### Travail à faire
Poursuivez le texte sur le monde prédonné chez Husserl à partir de sa dernière phrase.

══ Extrait choisi ══

Au §17, Husserl suggère de partir du monde présomptif, prédonné à travers l’expérience et l’intuition, et prédonné comme commun à tous par-delà le caractère contingent des expériences individuelles. Le socle de la science du monde ne saurait être dépourvu de toute concrétude : il faut s’arrimer à l’expérience sensible. En cela, Husserl réprouve les sciences purement formelles telle la « mathesis universalis », qui selon lui est contre-intuitive et impose de se détourner du sensible pour s’élever à l’abstraction pure. Au contraire, si certes le monde relève du concept, la détermination de son sens repose d’abord sur l’expérience sensible et concrète. Cela ne signifie pas pour autant qu’il faille réduire le monde à l’agrégation d’une diversité d’expériences : la méthode à laquelle Husserl invite est celle de la « variation éidétique », même s’il n’emploie pas encore cette expression : « Si, dans le but d’une considération apriorique, nous faisons varier le monde de l’expérience tel qu’il est donné, le transformant en pensée par un libre exercice de l’imagination, nous changeons alors l’expérience factuelle en expérience possible ; nous demeurons donc dans la sphère intuitive, et notre a priori a le caractère de l’a priori matériel24. » Il ne s’agit pas de penser le monde en se détournant du sensible, mais bien de faire varier par l’imagination le sensible même, afin d’accéder à ce qui, de l’expérience contingente, reste invariant.

═══
══ Données du jeu ══

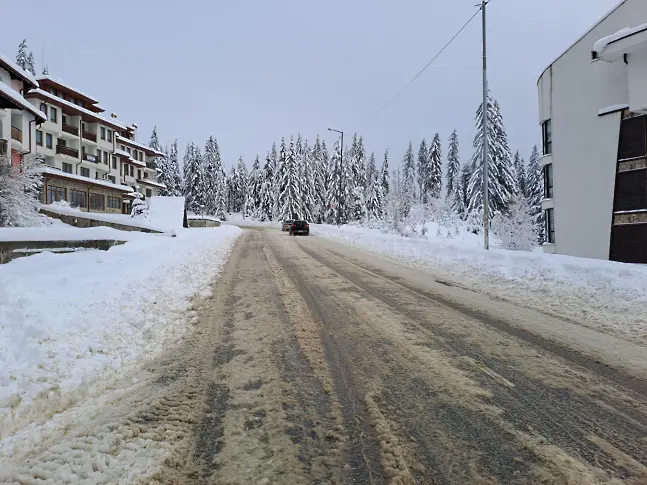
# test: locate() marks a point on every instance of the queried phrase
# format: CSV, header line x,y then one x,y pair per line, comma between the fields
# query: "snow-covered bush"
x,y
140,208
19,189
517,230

═══
══ Données du jeu ══

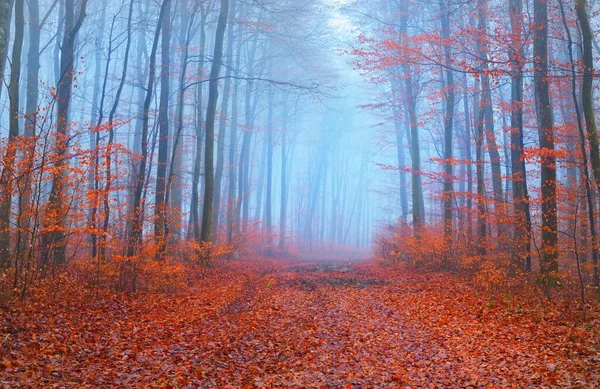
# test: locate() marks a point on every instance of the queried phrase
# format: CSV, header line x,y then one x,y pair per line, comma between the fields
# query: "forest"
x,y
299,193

═══

### Réponse attendue
Quant à la présomption d’existence d’un monde scientifique, elle dit quelque chose précisément du concept de monde : l’existence du monde est inhérente au concept de monde. Exigence de la raison, le concept de monde exige en même temps la conviction de l’existence même du monde. En d’autres termes, le « monde » est posé comme nécessairement existant, parce que son existence est nécessaire au fait même de pouvoir le penser. Il est posé comme ontologiquement préalable au concept même par lequel nous le constituons.
Outre une reprise des thèses initiées précédemment, le §18 voit apparaître le thème de l’ « horizon » temporel : chaque expérience s’inscrit dans une histoire subjective et un futur potentiel ou pro-tensif. Husserl affirme en effet : « Prenons garde également au fait qu’à chaque présent vivant d’expérience appartient un champ rétentionnel vivant : ce qui vient juste d’être expérimenté mais qui est sorti de mon champ d’expérience est pourtant encore conscient de façon vivante comme tout juste perçu et continue à valoir comme étant. D’un autre côté, un horizon de co-présent et de pré-présent co-appartient au champ du présent, un horizon d’attente effective et possible25. » Husserl s’est engagé dans la thématique d’une connaissance proprement transcendantale du monde : toute acception du monde est ancrée dans les structures gnoséologiques d’un sujet, et c’est bien de cette enquête épistémologique dont il est question. En d’autres termes, les leçons sur la nature et l’esprit sont sous-tendues par l’idée que les sciences ne sauraient faire l’économie d’une philosophie scientifique antérieure, qui enquête sur l’épistémologie même du concept de « monde ».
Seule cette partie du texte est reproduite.